---- Data shown

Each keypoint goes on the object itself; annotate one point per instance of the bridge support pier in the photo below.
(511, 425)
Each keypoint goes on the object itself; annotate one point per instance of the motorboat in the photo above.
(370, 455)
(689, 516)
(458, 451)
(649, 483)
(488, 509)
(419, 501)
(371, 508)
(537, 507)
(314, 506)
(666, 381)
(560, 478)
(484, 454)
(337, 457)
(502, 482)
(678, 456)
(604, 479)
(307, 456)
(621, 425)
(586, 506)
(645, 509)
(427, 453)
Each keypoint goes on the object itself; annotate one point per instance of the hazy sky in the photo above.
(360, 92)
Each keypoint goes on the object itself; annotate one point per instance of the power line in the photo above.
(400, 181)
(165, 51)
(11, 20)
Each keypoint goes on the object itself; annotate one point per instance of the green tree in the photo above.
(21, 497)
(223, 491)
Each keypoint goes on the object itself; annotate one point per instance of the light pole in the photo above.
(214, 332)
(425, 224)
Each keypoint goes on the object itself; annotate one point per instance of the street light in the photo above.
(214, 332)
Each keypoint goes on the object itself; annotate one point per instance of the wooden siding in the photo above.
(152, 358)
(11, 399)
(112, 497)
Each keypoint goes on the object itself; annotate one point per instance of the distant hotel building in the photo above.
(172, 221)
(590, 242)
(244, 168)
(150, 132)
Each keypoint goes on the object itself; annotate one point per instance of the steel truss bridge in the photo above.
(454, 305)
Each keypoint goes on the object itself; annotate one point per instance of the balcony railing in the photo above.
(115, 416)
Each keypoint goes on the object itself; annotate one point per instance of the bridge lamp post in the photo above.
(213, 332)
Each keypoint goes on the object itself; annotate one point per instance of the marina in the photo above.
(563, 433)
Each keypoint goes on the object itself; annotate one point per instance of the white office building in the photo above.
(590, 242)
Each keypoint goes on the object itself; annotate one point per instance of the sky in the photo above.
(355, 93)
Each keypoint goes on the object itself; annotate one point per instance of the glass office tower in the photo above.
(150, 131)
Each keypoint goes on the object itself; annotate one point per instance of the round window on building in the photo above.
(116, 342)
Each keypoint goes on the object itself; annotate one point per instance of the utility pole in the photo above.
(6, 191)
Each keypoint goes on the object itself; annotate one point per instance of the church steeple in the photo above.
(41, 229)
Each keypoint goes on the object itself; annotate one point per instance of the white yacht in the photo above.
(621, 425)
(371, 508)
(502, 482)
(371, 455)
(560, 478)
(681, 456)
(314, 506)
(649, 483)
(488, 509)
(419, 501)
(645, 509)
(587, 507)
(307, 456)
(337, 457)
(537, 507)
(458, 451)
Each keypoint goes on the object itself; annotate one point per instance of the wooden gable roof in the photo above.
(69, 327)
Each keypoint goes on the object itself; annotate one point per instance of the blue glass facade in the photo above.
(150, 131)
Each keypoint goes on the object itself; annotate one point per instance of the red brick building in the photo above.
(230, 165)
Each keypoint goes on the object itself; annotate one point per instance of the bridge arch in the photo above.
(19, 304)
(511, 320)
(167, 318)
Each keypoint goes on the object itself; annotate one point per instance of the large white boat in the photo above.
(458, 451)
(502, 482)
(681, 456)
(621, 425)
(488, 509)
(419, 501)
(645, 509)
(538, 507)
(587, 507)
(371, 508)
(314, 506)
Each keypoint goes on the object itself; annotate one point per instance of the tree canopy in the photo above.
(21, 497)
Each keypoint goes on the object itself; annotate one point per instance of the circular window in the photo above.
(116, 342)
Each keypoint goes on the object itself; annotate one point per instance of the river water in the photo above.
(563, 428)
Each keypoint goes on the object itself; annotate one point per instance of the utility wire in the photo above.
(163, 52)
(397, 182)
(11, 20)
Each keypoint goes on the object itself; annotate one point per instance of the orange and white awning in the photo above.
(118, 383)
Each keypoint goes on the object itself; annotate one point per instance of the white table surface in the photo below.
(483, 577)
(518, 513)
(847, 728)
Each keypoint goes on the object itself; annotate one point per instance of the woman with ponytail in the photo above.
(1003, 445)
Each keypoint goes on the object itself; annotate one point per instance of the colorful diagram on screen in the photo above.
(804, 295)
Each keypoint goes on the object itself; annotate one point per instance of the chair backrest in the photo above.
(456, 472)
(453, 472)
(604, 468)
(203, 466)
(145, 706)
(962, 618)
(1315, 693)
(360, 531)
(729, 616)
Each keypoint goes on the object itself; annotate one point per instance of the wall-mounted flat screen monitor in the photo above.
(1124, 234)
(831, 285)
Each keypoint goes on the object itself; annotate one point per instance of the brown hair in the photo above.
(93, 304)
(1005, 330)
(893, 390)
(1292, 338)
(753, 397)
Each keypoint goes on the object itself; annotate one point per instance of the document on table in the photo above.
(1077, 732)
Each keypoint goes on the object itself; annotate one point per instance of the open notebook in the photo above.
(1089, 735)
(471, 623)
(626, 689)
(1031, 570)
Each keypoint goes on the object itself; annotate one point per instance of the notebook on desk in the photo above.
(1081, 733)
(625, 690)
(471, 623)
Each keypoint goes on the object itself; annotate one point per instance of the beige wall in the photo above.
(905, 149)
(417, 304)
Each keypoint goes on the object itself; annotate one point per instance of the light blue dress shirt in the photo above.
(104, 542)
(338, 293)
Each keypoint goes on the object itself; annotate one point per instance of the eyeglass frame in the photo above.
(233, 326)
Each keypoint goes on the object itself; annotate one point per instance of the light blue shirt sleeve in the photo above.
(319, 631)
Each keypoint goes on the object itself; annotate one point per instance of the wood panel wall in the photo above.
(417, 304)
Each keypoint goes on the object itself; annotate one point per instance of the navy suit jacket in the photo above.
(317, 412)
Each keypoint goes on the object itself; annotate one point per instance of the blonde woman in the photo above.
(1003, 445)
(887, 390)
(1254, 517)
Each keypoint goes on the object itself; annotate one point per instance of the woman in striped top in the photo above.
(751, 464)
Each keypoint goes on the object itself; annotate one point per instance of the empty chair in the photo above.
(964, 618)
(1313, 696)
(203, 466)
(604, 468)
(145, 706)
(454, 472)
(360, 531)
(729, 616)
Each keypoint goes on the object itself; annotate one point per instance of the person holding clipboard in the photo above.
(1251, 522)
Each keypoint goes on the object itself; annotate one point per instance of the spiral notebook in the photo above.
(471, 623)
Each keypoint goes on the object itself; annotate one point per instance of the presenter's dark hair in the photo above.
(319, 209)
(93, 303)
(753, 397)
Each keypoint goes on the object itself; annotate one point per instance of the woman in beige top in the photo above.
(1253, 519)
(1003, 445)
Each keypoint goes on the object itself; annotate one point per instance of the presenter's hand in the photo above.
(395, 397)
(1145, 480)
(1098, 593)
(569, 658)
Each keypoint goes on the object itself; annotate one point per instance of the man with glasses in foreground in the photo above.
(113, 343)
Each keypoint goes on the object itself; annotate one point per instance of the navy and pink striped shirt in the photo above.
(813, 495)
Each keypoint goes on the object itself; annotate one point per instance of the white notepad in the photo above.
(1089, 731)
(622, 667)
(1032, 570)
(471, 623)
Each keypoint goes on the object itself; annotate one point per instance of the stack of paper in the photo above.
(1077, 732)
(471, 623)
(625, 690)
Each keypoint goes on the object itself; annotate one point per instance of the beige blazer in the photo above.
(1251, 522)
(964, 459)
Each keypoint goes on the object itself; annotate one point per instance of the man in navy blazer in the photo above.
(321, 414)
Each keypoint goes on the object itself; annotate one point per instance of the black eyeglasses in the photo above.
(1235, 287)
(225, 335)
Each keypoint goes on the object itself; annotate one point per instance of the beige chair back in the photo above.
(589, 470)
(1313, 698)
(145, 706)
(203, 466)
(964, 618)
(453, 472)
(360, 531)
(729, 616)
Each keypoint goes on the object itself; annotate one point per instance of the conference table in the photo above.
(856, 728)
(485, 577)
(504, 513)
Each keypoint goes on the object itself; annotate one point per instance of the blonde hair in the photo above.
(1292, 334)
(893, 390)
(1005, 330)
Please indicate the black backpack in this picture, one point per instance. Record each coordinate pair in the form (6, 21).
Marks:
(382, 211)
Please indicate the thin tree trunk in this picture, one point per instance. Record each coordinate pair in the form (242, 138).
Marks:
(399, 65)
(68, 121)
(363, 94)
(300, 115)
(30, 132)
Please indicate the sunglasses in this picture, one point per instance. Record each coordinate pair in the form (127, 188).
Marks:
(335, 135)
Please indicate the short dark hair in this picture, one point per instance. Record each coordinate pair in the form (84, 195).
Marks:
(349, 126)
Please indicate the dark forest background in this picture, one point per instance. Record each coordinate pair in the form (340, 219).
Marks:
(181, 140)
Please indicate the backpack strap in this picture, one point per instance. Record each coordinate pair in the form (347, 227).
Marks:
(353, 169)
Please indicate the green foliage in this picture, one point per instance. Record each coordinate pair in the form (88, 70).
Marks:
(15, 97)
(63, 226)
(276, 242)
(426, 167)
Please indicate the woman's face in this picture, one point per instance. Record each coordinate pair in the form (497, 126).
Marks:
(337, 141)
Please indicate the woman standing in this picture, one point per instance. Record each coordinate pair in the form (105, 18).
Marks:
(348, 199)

--------

Every line from the one containing "Please indicate the backpack" through the last line of the entries must be written out verbatim, and no other line.

-- Exercise response --
Please indicate the backpack strap in this picture, one point per instance. Record each coordinate pair in the form (347, 227).
Marks:
(353, 169)
Please indicate the green foliage in this picture, one point per instance. Record each coordinate pair in the form (88, 70).
Marks:
(15, 97)
(63, 226)
(276, 242)
(426, 167)
Please indicate the woman's face in this picture, one point per instance. Record each coordinate pair in the form (497, 126).
Marks:
(337, 141)
Please indicate the woman standing in this picture, one point per instance. Record each coordinate pair in the form (105, 18).
Marks:
(348, 199)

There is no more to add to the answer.